--- start EXCERPT PROVIDED ---
In occasion of the release of DX-Ball 2: 20th Anniversary Edition, Sidewinder also released an EP, DX-Ball 2 Sound Selection, featuring new recreated studio versions of the game's initial 4 tracks. Released on December 14, 2018, the EP was made available for streaming on YouTube, and for digital download on Bandcamp, also marking Sidewinder's first official release in nearly twenty years, following the album 2BadSheep in 1999.

==Reception==
DX-Ball 2 was met with an overall positive reception from both editors and players. Games Domain reviewer Zack Schiel praised it for addictive gameplay, and noted it as the "best-looking Breakout game ever made". However, he also noted that the "overall graphics [were] not up to today's retail standards". ZDNet rated the game 5/5 stars. According to Longbow Games itself, DX-Ball 2 had accumulated more than 5 million downloads by the end of 2002. The anniversary edition has been listed in The Gamer's list of Top 10 Games With The Best Anniversary Editions.

==Successor==
As a spiritual sequel to DX-Ball 2, Longbow Games released Rival Ball in 2001. While the new title recycled the engine of DX-Ball 2, it also introduced many new features, including a buttoned layout with cursor-based navigation; two new power-ups (replacing two older ones); new graphics for the power-ups; new square shaped bricks; 4 difficulty modes; new sound effects and music; and 1-on-1 split screen network play. In addition, it also featured the ability to set timers, randomise board order and repeat board sets, also including support for DX-Ball 2 boards.
--- end EXCERPT PROVIDED ---
■ EXERCISE REQUIREMENTS ■
Please transcribe the DX-Ball 2 passage from "In occasion of" up to and including "2BadSheep in 1999.".
--- start MATERIAL SUPPLIED ---
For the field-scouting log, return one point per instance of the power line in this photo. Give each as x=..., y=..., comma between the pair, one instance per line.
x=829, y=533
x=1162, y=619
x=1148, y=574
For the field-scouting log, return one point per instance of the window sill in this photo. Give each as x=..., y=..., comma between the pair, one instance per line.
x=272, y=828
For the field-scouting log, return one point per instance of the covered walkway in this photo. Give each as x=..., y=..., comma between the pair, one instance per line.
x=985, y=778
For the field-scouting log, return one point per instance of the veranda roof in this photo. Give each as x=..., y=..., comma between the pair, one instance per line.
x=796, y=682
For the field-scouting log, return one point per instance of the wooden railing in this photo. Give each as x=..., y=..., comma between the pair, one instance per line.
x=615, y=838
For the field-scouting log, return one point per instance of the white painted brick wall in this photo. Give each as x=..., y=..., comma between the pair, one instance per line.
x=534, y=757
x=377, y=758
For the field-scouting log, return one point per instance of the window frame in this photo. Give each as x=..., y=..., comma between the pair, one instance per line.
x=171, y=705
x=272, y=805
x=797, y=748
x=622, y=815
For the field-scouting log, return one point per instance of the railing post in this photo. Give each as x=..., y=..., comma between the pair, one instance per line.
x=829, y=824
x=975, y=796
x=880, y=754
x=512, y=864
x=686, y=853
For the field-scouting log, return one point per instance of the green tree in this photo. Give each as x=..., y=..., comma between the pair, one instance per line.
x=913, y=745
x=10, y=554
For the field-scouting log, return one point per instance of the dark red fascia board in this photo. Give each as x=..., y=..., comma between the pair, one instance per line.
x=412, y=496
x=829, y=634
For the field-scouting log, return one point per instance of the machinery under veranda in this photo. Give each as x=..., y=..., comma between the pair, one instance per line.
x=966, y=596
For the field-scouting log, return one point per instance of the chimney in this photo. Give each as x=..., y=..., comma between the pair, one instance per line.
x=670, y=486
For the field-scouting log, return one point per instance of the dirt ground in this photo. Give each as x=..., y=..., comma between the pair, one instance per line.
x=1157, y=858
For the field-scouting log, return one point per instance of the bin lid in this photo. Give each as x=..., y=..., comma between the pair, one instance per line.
--- end MATERIAL SUPPLIED ---
■ THE RESPONSE ■
In occasion of the release of DX-Ball 2: 20th Anniversary Edition, Sidewinder also released an EP, DX-Ball 2 Sound Selection, featuring new recreated studio versions of the game's initial 4 tracks. Released on December 14, 2018, the EP was made available for streaming on YouTube, and for digital download on Bandcamp, also marking Sidewinder's first official release in nearly twenty years, following the album 2BadSheep in 1999.